Exercise instructions:
Copy out each line below that contains the string "segment". Case counts.

Excerpts from annotation records
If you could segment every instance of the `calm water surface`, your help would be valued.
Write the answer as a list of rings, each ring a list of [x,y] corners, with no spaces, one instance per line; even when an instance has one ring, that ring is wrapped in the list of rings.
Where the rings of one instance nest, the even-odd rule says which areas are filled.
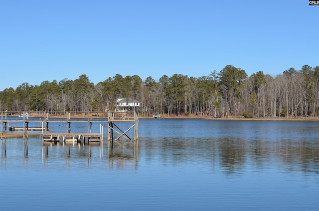
[[[71,132],[87,132],[87,123],[72,124]],[[138,147],[108,148],[106,138],[101,145],[3,139],[0,210],[318,211],[319,128],[314,121],[142,119]]]

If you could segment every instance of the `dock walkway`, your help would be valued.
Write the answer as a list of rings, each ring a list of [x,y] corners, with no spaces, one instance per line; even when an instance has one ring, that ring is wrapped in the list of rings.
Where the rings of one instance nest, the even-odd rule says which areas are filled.
[[[101,141],[103,140],[103,133],[45,133],[43,135],[44,142],[83,142],[86,141]]]

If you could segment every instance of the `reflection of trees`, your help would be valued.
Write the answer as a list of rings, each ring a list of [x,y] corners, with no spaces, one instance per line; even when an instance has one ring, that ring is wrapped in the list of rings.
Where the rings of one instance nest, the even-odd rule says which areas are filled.
[[[229,173],[242,170],[246,160],[246,142],[226,138],[220,140],[219,144],[223,169]]]
[[[213,171],[238,173],[247,168],[269,167],[288,172],[319,174],[319,142],[309,140],[247,140],[236,137],[202,139],[165,137],[146,139],[142,150],[147,157],[173,165],[210,163]],[[157,158],[157,157],[158,157]],[[317,169],[317,172],[316,172]]]

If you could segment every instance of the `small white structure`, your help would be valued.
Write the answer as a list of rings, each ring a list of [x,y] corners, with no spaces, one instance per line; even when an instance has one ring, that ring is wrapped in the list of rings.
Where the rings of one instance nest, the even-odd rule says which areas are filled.
[[[140,103],[130,98],[119,98],[115,102],[115,106],[116,111],[135,111],[138,110]]]

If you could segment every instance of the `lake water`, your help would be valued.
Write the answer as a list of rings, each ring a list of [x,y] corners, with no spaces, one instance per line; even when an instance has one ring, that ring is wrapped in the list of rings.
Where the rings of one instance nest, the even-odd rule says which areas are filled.
[[[65,123],[50,124],[65,132]],[[87,132],[87,123],[72,124],[71,132]],[[0,210],[318,211],[319,128],[317,121],[140,119],[138,147],[3,139]]]

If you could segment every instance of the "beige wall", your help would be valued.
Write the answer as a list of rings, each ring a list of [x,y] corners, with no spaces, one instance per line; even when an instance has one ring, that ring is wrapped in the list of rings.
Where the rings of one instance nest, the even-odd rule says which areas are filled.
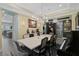
[[[22,39],[23,35],[26,33],[29,18],[31,17],[18,15],[18,39]],[[40,32],[43,32],[43,24],[44,22],[41,19],[37,21],[37,28],[40,29]],[[37,28],[29,28],[29,31],[36,31]]]
[[[71,19],[72,19],[72,30],[75,30],[75,17],[77,15],[77,12],[76,11],[64,11],[62,13],[54,13],[54,14],[49,14],[49,16],[52,17],[52,19],[56,19],[56,18],[61,18],[61,17],[66,17],[66,16],[71,16]]]

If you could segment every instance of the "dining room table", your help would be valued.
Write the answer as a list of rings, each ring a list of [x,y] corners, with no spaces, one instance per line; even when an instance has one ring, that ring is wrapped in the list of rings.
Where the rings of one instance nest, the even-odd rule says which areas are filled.
[[[21,43],[25,45],[27,48],[33,50],[34,48],[38,47],[41,45],[41,41],[43,38],[48,37],[48,40],[50,40],[52,35],[50,34],[43,34],[40,36],[34,36],[34,37],[28,37],[25,39],[19,39],[17,40],[18,43]]]

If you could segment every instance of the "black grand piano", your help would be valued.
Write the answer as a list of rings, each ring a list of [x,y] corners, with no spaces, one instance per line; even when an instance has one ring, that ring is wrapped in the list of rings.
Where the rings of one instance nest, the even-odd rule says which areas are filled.
[[[79,31],[71,31],[71,34],[70,42],[62,49],[58,49],[59,56],[79,56]]]

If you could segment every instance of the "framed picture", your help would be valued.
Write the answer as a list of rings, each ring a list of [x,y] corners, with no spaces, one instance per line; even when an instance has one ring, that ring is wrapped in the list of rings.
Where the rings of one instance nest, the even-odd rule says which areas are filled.
[[[64,20],[64,32],[70,32],[71,31],[71,20]]]
[[[37,21],[32,20],[32,19],[28,19],[28,26],[29,26],[29,28],[36,28],[37,27]]]

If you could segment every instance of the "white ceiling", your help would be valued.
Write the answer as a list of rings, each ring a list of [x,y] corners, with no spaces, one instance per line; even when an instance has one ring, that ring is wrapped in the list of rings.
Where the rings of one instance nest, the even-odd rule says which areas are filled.
[[[43,16],[61,9],[79,8],[79,4],[77,3],[14,3],[6,5],[14,7],[19,11],[22,10],[22,12],[27,11],[37,16]]]

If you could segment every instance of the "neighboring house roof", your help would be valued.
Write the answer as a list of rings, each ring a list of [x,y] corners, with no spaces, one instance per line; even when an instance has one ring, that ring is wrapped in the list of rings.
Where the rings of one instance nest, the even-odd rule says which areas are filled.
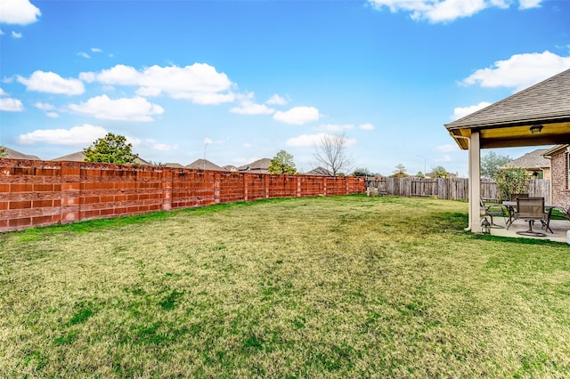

The result:
If you could segment every instance of the `calm water surface`, your help would be valued.
If you could segment every instance of the `dock walkway`, your help would be valued.
If you could segment every instance of the `reflection of trees`, your help would be valued.
If you could segment every instance of the `small white structure`, your help would be valued.
If you could segment every instance of the `lake water`, your help would be valued.
If you could segment every instance of the "beige wall", your help would be valued.
If you could segment every instance of the "dining room table", your help would be valued.
If you could segment every instance of the "black grand piano", your help would be valued.
If you could segment every instance of the "framed picture", your help would be valued.
If you could segment every instance of the "white ceiling", your help would be valued.
If you could segment every instance of the "neighboring house roof", your help would be valued.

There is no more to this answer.